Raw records
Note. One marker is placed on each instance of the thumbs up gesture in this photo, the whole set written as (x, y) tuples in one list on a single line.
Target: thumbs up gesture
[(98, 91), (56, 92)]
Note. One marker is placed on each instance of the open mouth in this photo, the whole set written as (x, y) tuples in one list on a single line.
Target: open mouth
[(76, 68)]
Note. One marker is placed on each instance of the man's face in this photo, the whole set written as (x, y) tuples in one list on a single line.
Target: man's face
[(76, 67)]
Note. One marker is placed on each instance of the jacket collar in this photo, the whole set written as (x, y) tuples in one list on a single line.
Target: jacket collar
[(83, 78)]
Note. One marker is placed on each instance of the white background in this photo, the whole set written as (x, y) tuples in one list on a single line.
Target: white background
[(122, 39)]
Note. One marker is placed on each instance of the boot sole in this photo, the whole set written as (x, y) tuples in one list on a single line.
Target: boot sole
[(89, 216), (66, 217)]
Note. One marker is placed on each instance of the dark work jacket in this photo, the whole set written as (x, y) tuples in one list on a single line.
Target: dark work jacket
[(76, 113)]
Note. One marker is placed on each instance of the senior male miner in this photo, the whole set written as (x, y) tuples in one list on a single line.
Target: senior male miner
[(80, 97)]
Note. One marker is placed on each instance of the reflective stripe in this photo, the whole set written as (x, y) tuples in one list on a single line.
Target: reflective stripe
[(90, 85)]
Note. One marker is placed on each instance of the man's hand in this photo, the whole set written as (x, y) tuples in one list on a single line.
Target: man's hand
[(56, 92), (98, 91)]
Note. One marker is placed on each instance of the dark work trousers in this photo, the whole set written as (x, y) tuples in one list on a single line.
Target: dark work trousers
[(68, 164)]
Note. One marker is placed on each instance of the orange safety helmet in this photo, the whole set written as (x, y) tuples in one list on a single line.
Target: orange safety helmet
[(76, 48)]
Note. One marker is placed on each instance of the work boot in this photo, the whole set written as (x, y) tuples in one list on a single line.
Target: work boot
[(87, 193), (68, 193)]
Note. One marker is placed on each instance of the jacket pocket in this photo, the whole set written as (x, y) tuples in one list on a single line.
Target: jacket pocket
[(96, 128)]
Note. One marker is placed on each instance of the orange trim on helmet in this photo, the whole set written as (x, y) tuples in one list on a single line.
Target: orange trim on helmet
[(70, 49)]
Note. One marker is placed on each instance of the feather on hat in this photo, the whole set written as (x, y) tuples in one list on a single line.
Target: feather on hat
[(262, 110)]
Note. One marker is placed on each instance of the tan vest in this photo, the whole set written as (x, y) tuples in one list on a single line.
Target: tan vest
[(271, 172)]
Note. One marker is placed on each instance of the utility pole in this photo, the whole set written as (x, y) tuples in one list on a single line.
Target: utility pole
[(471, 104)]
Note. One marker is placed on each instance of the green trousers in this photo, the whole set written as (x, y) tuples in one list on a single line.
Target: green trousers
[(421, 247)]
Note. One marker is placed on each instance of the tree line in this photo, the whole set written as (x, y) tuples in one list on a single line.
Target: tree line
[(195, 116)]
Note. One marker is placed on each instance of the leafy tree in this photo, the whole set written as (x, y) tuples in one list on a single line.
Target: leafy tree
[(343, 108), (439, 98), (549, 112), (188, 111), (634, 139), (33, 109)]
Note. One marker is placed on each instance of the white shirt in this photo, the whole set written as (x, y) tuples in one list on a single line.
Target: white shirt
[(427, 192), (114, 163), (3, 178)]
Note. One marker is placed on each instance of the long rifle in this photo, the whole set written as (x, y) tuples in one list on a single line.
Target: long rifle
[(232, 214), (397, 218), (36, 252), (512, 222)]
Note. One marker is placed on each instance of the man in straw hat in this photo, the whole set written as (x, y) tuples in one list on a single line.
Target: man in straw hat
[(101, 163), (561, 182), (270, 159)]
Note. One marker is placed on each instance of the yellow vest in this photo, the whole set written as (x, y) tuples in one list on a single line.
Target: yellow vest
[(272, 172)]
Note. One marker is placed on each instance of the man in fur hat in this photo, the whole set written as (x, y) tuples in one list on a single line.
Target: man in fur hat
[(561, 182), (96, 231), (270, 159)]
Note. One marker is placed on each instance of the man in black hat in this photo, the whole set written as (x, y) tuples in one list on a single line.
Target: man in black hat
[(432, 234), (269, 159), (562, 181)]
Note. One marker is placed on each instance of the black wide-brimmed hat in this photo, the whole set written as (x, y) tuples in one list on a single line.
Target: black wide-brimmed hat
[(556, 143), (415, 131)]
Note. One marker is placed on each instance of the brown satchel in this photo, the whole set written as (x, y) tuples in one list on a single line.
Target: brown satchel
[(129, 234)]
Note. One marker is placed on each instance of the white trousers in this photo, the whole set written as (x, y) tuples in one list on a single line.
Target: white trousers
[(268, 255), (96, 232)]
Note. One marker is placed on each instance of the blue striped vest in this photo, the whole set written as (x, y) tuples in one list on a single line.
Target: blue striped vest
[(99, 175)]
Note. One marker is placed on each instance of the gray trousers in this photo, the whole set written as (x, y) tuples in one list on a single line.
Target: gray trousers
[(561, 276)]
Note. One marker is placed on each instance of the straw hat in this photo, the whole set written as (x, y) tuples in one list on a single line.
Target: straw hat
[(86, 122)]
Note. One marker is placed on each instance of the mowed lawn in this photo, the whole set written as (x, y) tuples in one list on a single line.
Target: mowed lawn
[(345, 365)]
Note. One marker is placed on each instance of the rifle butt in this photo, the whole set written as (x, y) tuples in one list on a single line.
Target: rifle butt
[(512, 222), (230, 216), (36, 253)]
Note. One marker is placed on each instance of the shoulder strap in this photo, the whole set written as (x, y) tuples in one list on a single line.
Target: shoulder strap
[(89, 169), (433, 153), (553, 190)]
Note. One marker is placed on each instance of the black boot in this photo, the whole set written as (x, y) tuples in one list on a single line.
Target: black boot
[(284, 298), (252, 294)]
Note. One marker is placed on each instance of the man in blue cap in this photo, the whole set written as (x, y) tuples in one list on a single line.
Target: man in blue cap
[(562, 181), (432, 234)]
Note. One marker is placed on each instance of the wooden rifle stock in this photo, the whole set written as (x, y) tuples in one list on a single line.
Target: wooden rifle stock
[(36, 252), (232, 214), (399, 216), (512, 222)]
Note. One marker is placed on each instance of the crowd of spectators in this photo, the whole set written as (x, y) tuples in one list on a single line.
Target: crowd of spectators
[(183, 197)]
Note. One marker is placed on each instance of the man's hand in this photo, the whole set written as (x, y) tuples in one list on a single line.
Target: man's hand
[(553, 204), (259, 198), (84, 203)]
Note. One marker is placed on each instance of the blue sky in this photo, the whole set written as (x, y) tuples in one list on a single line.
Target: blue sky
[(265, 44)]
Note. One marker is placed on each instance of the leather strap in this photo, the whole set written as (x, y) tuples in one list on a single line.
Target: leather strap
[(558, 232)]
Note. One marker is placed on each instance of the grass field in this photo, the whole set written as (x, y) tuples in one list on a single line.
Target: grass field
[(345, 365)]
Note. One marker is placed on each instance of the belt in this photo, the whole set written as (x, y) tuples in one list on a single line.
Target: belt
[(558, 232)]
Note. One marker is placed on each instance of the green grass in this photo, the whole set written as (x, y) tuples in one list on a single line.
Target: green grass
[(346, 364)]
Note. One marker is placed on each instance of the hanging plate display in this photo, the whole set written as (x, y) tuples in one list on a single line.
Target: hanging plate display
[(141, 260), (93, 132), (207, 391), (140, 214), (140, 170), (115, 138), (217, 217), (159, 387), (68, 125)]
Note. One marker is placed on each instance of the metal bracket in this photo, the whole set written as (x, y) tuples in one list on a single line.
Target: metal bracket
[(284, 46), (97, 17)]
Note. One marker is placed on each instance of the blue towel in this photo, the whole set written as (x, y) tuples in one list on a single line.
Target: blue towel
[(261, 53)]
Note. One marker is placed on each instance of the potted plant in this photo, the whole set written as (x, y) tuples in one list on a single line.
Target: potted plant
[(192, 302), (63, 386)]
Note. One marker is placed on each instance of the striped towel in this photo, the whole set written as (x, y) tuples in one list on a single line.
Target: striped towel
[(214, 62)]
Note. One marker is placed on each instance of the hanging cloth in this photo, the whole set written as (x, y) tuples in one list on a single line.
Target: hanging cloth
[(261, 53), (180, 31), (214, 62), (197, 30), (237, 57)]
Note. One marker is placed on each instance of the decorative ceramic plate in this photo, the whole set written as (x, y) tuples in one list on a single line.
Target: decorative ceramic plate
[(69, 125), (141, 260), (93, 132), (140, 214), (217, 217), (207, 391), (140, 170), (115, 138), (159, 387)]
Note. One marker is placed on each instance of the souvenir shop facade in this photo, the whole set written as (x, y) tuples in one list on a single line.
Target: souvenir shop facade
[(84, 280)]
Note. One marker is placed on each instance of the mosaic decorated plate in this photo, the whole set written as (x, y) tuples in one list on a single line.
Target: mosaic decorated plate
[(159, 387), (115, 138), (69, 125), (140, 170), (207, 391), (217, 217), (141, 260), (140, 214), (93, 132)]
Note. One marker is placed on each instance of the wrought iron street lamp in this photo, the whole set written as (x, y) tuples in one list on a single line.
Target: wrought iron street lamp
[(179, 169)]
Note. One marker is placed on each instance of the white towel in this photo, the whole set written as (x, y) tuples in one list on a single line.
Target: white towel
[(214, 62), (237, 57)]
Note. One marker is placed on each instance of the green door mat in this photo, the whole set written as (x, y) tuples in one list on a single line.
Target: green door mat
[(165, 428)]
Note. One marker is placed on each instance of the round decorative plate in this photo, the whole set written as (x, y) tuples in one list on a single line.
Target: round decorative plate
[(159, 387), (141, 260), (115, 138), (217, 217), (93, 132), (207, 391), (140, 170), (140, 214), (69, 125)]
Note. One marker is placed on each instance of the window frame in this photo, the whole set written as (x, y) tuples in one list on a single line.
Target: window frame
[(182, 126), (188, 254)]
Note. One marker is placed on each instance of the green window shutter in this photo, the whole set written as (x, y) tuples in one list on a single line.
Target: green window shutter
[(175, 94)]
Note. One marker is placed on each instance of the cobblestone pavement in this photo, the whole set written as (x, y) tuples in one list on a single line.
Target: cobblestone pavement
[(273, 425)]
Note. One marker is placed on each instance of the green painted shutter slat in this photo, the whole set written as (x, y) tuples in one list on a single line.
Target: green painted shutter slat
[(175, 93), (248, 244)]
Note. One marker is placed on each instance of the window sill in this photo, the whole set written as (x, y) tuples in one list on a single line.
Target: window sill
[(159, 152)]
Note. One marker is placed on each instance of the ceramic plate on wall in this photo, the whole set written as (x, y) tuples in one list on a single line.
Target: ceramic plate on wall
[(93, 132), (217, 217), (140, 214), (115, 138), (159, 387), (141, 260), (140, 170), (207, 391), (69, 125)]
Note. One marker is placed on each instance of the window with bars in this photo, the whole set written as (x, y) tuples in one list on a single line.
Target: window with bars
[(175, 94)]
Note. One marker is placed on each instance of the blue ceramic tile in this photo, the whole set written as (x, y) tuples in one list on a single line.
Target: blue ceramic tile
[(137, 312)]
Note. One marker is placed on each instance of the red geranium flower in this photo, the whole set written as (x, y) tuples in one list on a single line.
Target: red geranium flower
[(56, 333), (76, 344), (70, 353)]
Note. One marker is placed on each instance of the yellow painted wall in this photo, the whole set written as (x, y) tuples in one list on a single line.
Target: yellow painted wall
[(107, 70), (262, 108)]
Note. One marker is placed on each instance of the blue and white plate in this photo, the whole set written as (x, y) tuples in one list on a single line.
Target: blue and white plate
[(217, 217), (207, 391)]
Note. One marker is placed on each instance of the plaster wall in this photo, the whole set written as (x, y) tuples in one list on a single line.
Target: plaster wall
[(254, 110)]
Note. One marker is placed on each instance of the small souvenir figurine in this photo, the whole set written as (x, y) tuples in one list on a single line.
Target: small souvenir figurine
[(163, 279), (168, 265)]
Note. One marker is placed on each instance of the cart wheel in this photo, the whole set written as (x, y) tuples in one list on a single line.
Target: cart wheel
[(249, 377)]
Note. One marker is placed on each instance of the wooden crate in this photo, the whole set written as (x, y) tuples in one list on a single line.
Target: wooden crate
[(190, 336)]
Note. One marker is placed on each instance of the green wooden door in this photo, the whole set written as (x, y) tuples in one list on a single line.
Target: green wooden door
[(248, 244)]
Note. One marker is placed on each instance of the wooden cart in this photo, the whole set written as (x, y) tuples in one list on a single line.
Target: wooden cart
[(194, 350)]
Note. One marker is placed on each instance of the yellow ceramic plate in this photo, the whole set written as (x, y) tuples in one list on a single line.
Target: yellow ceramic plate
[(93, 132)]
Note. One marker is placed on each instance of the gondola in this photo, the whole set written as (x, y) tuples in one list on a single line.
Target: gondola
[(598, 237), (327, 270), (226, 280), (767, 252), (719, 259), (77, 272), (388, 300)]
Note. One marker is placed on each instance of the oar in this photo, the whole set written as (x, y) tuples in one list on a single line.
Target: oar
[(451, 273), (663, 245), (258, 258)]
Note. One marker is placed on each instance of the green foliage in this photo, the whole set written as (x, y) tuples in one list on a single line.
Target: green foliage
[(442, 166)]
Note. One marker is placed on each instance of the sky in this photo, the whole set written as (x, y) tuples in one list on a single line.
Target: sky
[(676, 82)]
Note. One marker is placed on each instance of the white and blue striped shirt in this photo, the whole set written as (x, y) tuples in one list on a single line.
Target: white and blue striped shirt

=== TASK REQUIREMENTS ===
Present the lines of the records from the one containing "Note. One marker is placed on each instance of the potted" through the one containing "[(192, 302), (63, 386)]", both included, as a numbered list with blank lines left out.

=== FINAL ANSWER ===
1. Note. One marker is placed on each instance of the potted plant in this photo, the whole set written as (x, y) tuples in one list on a single line.
2. Target: potted plant
3. [(192, 302), (63, 386)]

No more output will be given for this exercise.